[Set exercise 1]:
How would you render this sentence from the article on Krum in Spanish: "Nothing grand or momentous happens, save the roundelay of weddings and births, sicknesses and deaths."
[Set exercise 2]:
Can you output the article on Krum word for word from "LAUDED IN TEL" to "and mysterious chords."?

[Text excerpt]:
New York City: Poland Through Jewish Eyes.
LAUDED IN TEL AVIV FOR HIS RUTHLESS SATIRES and strong social stances, the late Hanoch Levin was considered the Israeli Fellini. In Krum, a 1975 work, the dramatist concocted a grotesque epic comedy out of small domestic lives, with an unmistakably biblical undertow: A young man (a prodigal son, you might say) returns to his provincial home with nothing but the visible marks of failure and a suitcase full of dirty underwear. Nothing grand or momentous happens, save the roundelay of weddings and births, sicknesses and deaths. But for the Polish director Krzysztof Warlikowski, whose potent TR Warszawa production of Krum pulls in at the Brooklyn Academy of Music Oct. 17-20, there is a sad metaphysics to these rhythmic patterns of contemporary Jewish society--an emotional connection that struck deep and mysterious chords.
What Warlikowski disconcertingly saw in Krum was a vision of post-communist Poland--a documentary-like perspective of Polish lives trapped by the social and political forces acting on south-central Europe. Says the internationally acclaimed director, whose powerful 2004 American debut, The Dybbuk, melded the Ansky classic with a Hanna Krall short story, "Like Krum, I left home when I was 18. I had been spending a lot of time abroad. I felt less connected to the place where I was born. All the Jewish questions in the play became my Polish questions. Warsaw is a city full of singles, full of young people who just want to make careers, to find money and have lives, because with Poland entering the European Union, they see they've got a chance. It's a big chance, but is it something that makes us more happy?"

[Source excerpt]:

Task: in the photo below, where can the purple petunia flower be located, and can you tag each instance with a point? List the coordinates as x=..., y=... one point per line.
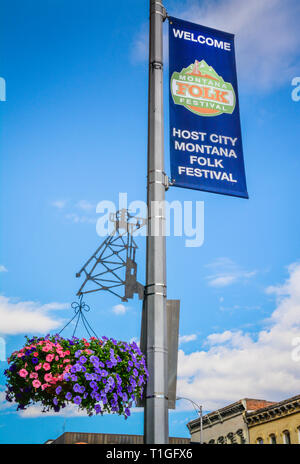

[Result 1]:
No ocurre nada grandioso ni trascendental, salvo la ronda de bodas y nacimientos, enfermedades y muertes.

[Result 2]:
LAUDED IN TEL AVIV FOR HIS RUTHLESS SATIRES and strong social stances, the late Hanoch Levin was considered the Israeli Fellini. In Krum, a 1975 work, the dramatist concocted a grotesque epic comedy out of small domestic lives, with an unmistakably biblical undertow: A young man (a prodigal son, you might say) returns to his provincial home with nothing but the visible marks of failure and a suitcase full of dirty underwear. Nothing grand or momentous happens, save the roundelay of weddings and births, sicknesses and deaths. But for the Polish director Krzysztof Warlikowski, whose potent TR Warszawa production of Krum pulls in at the Brooklyn Academy of Music Oct. 17-20, there is a sad metaphysics to these rhythmic patterns of contemporary Jewish society--an emotional connection that struck deep and mysterious chords.